------ EXERCISE DATA ------

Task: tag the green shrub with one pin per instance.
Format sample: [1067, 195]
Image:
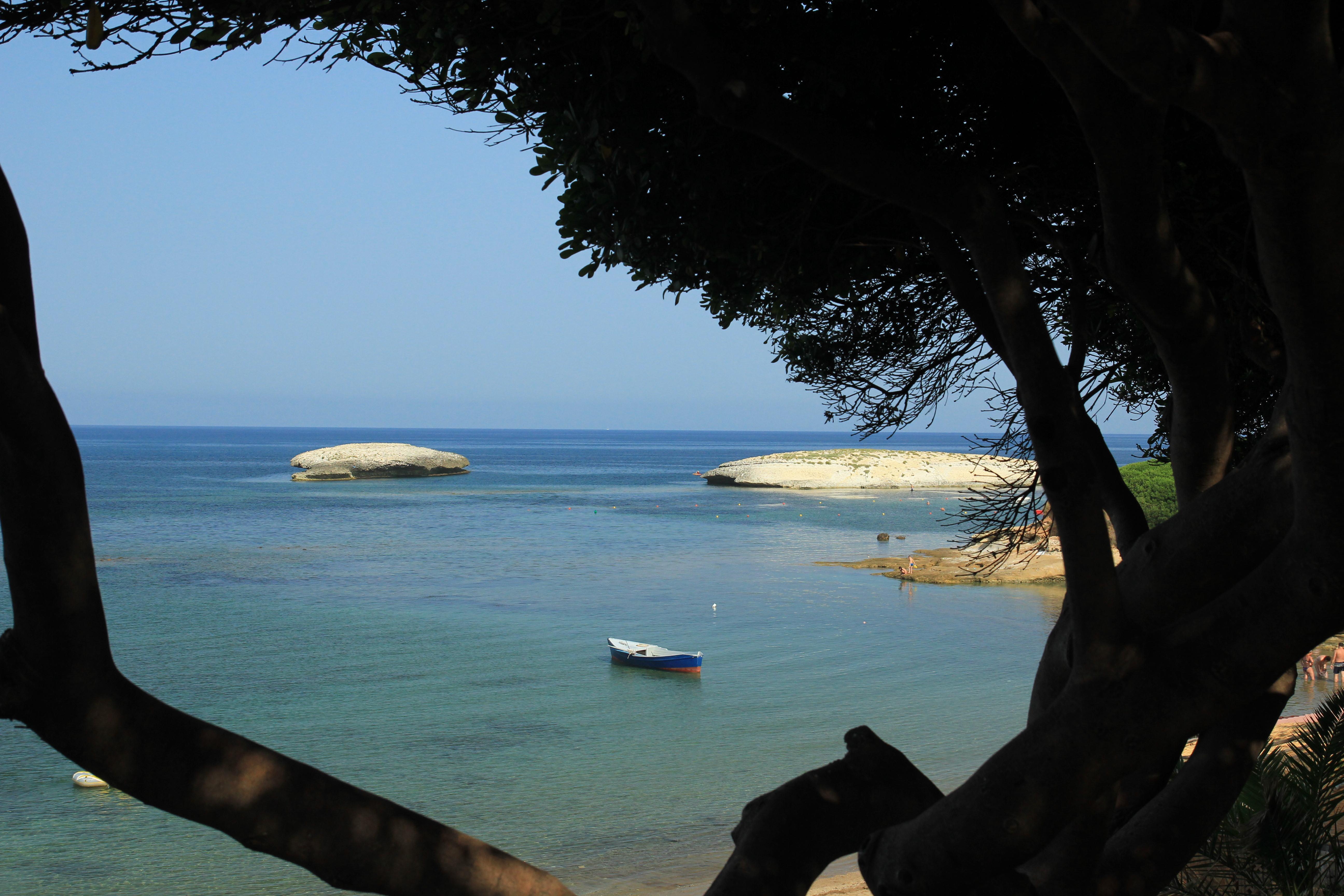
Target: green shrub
[1154, 486]
[1285, 834]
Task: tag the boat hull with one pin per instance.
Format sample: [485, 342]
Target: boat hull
[686, 663]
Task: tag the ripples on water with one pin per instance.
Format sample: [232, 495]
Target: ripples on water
[441, 643]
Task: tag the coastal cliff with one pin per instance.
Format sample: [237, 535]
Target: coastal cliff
[867, 469]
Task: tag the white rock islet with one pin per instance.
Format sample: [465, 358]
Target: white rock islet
[867, 469]
[375, 461]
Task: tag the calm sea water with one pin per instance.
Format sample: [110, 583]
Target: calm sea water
[443, 643]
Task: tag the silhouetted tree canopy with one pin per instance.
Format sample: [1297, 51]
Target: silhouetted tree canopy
[846, 285]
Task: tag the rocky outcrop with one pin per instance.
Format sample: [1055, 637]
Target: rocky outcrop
[867, 469]
[375, 461]
[949, 566]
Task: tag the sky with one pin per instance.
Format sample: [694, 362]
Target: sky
[229, 244]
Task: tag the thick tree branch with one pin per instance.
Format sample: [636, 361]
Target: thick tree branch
[1124, 134]
[964, 203]
[57, 675]
[1144, 855]
[788, 836]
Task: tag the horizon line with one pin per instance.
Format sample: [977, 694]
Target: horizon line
[533, 429]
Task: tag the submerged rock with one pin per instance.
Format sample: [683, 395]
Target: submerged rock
[869, 469]
[375, 461]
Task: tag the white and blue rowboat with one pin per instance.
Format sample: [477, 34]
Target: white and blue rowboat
[650, 656]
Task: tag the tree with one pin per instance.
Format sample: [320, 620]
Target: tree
[1155, 487]
[906, 195]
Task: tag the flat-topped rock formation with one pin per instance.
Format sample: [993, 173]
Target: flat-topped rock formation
[867, 469]
[375, 461]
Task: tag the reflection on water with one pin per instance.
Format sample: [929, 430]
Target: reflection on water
[443, 643]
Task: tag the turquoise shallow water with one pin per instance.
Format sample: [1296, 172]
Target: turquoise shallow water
[441, 643]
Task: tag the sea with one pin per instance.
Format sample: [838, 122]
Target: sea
[443, 643]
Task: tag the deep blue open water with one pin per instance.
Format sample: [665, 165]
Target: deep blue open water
[443, 643]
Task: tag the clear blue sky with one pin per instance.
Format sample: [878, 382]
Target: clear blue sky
[228, 244]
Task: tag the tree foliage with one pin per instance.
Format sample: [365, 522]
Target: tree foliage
[1285, 834]
[845, 285]
[1155, 487]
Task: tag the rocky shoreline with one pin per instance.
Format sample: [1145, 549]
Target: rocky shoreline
[867, 469]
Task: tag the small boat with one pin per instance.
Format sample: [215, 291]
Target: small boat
[88, 780]
[650, 656]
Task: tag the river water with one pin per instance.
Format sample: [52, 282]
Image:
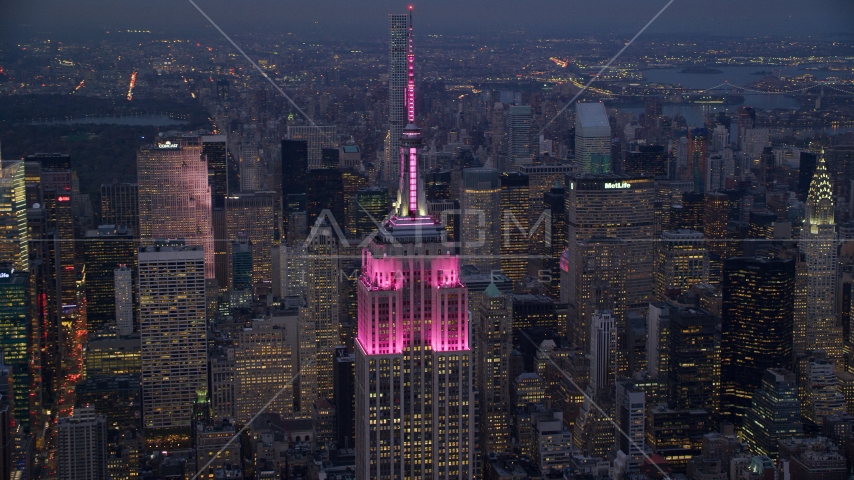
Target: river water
[741, 75]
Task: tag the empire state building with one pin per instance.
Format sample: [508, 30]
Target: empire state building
[414, 399]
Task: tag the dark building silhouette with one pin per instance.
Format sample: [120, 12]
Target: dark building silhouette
[757, 324]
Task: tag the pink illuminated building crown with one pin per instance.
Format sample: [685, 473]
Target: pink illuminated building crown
[405, 259]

------

PROBLEM DETAILS — From the line with "Format sample: [508, 30]" to the end of the listing above, set down every line exactly as it appears, both ends included.

WRITTEN ANSWER —
Format sample: [508, 30]
Target: empire state building
[414, 399]
Task: tag the dark building silhouette with one pin per instance.
Format sample: [120, 12]
Target: dark building silhouette
[757, 324]
Task: tag the pink illuminated building crown with one pin per instance.
Format sample: [685, 473]
Target: pink illuminated building crown
[405, 259]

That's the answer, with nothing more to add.